### Task to carry out
In the entries that follow, count each line containing "query" and state the total, nothing more.

_ _ _ _ _

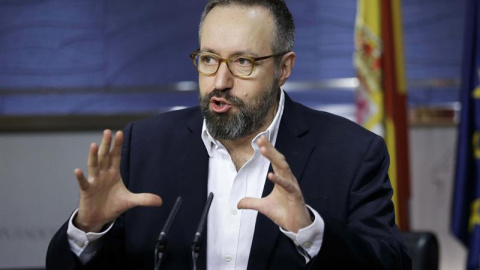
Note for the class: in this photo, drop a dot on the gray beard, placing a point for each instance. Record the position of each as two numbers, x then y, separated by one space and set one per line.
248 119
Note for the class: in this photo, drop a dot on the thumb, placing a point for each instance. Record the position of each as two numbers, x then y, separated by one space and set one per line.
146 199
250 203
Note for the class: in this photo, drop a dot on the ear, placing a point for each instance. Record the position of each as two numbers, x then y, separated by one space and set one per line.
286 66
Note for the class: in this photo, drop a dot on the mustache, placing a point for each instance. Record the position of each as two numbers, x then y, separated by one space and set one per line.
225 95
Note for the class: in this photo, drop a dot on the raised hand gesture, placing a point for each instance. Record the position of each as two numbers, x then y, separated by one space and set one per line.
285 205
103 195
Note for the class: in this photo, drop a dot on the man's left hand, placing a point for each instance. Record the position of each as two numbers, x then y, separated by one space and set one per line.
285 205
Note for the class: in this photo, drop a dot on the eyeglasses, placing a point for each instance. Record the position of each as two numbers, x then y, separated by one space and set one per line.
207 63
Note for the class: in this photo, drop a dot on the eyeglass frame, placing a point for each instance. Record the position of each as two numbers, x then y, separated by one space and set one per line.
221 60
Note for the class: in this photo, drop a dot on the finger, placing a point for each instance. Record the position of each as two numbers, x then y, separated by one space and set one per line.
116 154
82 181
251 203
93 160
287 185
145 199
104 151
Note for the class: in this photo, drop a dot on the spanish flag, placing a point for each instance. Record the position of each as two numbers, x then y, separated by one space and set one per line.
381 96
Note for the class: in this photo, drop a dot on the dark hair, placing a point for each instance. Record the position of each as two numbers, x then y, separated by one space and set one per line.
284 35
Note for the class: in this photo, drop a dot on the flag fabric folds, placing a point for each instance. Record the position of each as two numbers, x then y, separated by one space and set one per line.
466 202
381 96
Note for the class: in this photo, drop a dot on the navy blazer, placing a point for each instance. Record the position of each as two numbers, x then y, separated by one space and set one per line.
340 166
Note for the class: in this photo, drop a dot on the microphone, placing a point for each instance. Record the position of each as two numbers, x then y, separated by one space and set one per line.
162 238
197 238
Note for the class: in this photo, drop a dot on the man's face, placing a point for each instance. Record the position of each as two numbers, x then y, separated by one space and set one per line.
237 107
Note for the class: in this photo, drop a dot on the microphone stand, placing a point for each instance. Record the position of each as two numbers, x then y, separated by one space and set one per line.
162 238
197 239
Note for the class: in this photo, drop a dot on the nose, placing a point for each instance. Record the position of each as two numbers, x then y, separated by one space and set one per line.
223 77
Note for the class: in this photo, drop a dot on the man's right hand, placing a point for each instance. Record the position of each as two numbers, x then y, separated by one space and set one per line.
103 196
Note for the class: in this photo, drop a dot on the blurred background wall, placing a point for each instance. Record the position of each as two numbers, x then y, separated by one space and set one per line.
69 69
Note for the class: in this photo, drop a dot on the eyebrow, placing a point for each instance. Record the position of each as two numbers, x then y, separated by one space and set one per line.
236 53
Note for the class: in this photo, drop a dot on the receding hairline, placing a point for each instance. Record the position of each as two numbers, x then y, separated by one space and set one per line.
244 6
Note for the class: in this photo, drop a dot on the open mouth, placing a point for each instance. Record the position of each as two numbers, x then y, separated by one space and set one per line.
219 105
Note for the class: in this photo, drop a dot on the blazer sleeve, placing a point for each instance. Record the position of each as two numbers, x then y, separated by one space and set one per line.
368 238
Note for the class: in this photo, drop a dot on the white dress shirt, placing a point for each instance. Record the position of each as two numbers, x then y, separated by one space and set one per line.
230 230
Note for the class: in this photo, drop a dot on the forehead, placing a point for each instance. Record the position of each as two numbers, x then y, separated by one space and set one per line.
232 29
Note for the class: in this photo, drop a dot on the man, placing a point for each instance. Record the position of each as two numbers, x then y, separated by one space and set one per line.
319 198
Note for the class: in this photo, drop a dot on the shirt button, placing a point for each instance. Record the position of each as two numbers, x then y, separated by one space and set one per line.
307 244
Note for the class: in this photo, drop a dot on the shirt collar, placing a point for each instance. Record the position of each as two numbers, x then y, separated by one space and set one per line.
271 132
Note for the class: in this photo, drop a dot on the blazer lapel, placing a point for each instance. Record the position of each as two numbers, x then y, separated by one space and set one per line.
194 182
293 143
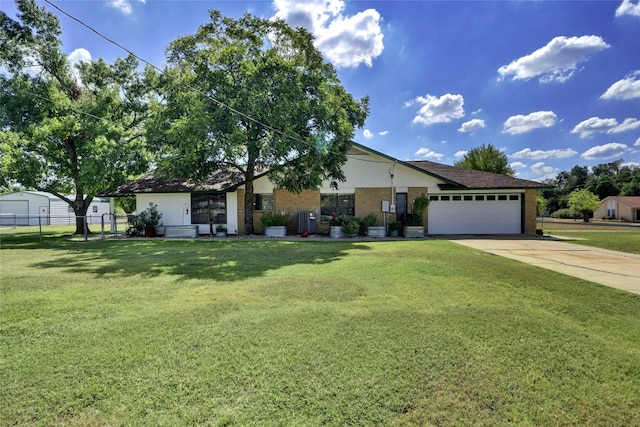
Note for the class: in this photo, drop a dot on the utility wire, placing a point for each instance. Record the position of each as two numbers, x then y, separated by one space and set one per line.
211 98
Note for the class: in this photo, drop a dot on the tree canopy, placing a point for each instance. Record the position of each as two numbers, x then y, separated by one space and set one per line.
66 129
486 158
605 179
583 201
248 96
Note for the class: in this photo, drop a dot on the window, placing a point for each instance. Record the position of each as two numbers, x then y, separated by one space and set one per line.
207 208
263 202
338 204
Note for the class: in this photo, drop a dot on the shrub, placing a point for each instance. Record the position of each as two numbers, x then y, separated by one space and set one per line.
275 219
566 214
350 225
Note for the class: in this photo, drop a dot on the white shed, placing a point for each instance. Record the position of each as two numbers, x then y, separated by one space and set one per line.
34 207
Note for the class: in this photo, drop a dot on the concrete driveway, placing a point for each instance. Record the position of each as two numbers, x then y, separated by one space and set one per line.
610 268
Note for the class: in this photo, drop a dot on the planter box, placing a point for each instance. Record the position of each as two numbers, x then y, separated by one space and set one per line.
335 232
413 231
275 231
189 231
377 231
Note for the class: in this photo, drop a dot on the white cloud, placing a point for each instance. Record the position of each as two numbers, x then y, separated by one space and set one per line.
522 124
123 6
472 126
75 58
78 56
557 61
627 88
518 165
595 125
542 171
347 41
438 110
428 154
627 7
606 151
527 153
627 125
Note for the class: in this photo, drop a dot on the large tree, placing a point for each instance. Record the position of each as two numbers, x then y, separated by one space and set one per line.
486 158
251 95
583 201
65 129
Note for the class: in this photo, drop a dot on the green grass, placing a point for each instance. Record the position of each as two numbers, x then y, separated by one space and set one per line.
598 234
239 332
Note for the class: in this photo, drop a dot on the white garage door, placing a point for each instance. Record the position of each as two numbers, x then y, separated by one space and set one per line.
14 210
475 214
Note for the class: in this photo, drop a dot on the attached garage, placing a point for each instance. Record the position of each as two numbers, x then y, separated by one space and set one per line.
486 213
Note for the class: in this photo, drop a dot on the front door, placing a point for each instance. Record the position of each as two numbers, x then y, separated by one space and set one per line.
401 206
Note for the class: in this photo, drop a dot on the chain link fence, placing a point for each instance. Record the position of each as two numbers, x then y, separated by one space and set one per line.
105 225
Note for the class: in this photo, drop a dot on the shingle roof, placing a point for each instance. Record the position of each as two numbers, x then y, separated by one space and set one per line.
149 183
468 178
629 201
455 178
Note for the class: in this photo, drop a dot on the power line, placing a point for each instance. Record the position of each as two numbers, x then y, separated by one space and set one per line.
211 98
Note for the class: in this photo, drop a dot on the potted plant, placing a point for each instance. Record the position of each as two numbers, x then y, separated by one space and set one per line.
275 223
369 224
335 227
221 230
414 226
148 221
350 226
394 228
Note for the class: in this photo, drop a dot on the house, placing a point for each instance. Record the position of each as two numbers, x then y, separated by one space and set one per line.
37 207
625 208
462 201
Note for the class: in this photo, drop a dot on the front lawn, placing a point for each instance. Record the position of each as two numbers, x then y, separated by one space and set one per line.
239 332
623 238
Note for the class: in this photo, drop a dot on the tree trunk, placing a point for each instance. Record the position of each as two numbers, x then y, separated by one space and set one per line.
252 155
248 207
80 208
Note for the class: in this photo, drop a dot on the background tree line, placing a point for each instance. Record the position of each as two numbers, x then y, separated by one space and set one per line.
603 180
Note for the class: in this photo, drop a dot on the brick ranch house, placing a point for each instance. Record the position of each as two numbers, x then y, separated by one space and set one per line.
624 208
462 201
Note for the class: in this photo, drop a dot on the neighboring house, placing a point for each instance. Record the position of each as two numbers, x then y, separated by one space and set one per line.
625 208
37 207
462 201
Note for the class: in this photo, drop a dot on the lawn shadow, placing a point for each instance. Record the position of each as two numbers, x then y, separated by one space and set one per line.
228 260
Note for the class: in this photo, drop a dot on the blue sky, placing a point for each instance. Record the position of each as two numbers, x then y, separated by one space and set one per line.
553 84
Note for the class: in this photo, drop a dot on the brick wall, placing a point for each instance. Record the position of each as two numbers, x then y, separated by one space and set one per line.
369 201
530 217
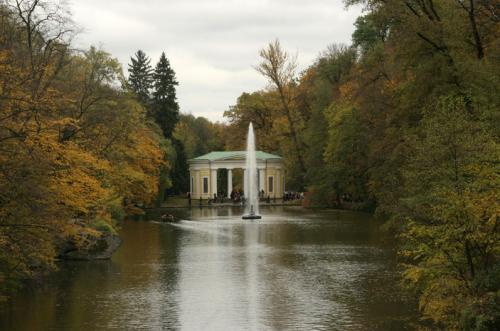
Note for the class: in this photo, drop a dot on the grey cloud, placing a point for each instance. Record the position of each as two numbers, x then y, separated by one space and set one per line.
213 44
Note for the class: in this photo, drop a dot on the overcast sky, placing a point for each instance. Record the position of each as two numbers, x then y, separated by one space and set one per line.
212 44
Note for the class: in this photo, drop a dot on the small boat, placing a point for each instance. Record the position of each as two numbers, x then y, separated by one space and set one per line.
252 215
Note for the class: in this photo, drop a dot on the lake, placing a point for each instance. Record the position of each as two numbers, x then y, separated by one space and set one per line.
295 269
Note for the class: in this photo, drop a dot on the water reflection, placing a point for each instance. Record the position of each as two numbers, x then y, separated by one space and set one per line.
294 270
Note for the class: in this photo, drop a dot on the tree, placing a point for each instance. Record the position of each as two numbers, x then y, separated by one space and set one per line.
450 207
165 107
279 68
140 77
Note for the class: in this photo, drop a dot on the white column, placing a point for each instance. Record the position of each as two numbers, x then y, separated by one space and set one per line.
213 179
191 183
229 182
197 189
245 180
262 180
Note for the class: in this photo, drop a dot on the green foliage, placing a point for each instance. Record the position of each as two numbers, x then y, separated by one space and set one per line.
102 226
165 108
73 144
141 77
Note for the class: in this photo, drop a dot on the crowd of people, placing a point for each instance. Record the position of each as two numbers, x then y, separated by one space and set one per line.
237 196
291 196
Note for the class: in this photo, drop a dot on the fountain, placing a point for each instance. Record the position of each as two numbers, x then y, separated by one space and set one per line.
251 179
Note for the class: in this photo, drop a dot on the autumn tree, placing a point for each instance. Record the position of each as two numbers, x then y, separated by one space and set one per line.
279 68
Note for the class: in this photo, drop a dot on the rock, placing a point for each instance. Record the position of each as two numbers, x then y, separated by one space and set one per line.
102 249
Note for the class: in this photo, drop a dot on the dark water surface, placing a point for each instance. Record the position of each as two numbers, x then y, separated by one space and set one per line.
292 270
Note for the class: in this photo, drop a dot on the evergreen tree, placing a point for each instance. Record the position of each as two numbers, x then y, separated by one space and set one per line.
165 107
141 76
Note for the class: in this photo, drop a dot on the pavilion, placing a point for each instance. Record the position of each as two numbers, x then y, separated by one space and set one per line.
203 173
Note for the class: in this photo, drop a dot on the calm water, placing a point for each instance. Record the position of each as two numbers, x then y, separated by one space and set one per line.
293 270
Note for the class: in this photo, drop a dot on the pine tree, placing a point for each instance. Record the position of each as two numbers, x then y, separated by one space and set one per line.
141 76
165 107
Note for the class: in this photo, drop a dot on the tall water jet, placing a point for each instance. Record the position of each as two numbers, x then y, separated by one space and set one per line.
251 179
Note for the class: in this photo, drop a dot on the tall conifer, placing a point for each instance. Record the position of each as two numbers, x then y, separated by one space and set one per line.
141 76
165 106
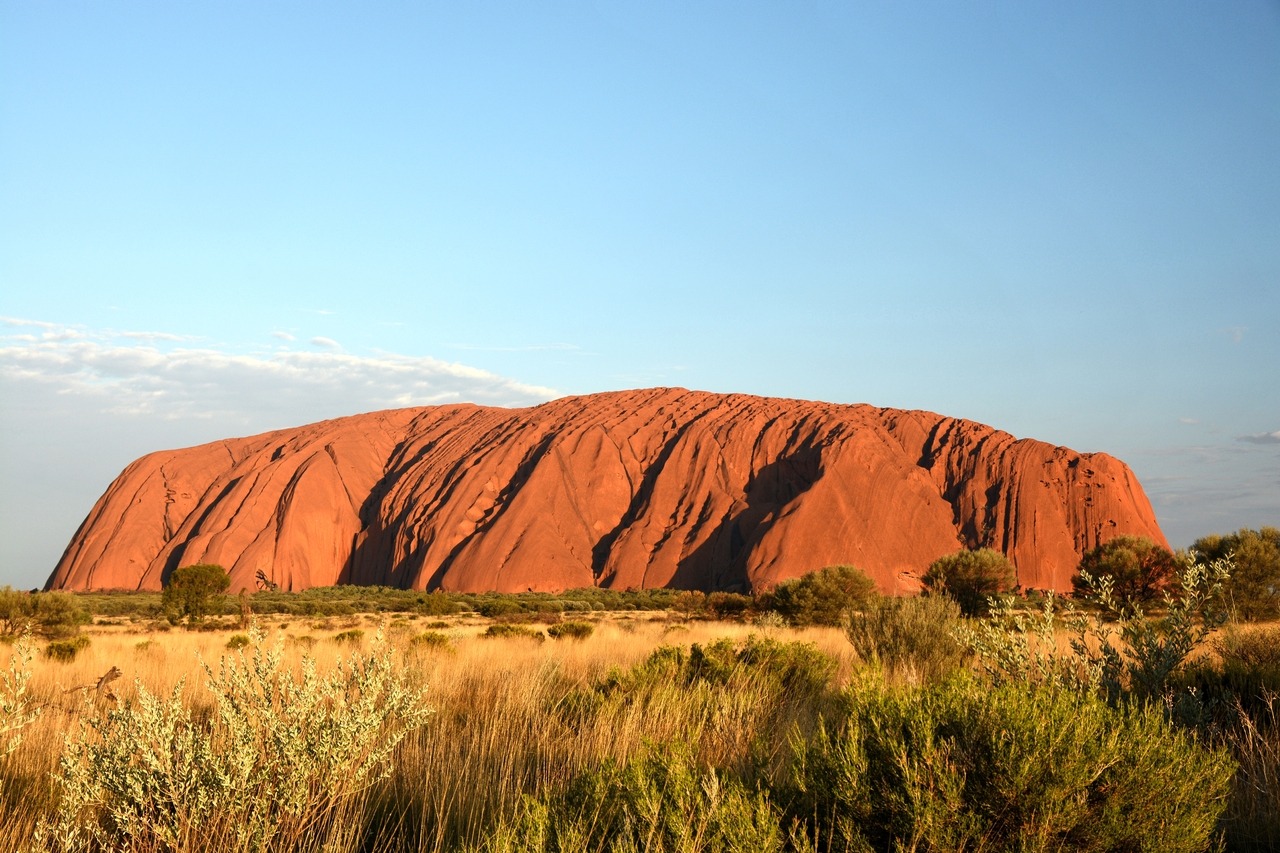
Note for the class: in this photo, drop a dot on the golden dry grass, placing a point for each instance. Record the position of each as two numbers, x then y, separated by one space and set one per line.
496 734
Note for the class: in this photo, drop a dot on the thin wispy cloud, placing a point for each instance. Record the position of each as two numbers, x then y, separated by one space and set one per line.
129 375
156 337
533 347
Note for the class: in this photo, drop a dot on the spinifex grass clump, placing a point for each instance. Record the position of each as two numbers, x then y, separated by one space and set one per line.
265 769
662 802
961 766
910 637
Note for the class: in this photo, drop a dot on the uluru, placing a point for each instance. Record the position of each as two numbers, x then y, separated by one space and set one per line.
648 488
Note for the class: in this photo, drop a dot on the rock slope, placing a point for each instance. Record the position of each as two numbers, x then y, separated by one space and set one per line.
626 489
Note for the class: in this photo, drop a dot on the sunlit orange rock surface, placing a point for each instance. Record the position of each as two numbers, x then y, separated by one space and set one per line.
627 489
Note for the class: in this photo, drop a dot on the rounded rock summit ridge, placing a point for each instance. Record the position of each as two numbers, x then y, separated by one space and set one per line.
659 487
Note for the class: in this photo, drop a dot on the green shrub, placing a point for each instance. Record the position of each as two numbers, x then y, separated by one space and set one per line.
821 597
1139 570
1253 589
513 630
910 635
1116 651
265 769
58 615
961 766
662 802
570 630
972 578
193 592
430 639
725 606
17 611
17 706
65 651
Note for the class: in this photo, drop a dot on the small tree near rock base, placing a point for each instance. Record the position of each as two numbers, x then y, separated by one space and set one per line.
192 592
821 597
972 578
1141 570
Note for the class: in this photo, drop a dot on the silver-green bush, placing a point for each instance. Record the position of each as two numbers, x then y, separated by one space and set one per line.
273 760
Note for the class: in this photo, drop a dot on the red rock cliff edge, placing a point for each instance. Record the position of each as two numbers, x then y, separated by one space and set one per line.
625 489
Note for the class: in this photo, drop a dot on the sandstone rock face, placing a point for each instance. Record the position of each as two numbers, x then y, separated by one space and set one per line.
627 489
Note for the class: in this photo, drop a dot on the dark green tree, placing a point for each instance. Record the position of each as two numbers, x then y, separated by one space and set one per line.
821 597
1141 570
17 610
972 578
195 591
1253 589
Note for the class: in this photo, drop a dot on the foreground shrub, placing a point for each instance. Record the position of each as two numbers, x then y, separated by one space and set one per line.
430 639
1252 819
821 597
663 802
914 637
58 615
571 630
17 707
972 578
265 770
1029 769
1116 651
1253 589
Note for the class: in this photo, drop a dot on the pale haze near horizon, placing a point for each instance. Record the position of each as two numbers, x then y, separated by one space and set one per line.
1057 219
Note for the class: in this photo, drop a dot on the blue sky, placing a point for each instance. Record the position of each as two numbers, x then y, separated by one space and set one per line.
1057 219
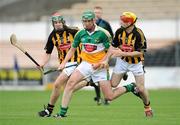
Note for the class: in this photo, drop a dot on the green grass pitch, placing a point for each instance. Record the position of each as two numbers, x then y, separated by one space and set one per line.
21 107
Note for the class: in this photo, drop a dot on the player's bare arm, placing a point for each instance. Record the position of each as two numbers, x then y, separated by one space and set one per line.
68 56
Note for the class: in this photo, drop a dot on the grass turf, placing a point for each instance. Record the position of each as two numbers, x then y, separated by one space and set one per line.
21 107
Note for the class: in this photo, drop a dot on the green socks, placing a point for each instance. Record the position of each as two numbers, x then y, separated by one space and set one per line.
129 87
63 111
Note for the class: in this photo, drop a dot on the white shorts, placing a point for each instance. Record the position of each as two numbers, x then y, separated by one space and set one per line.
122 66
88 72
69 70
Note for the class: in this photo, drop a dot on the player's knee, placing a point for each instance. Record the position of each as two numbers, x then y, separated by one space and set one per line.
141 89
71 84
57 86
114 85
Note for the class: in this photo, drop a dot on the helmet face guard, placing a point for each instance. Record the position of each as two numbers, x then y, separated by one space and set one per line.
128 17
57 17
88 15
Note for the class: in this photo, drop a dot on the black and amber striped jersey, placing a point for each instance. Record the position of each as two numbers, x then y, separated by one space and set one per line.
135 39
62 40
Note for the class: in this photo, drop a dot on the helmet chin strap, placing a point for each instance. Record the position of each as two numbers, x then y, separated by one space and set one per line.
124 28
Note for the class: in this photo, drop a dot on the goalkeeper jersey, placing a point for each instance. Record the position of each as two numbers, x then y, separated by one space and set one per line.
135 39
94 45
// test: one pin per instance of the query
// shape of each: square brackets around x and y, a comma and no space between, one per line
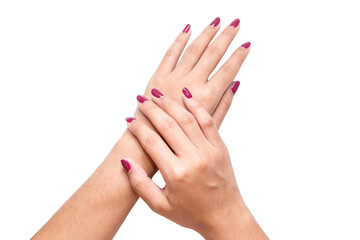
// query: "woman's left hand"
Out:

_ _ _ _ _

### Answer box
2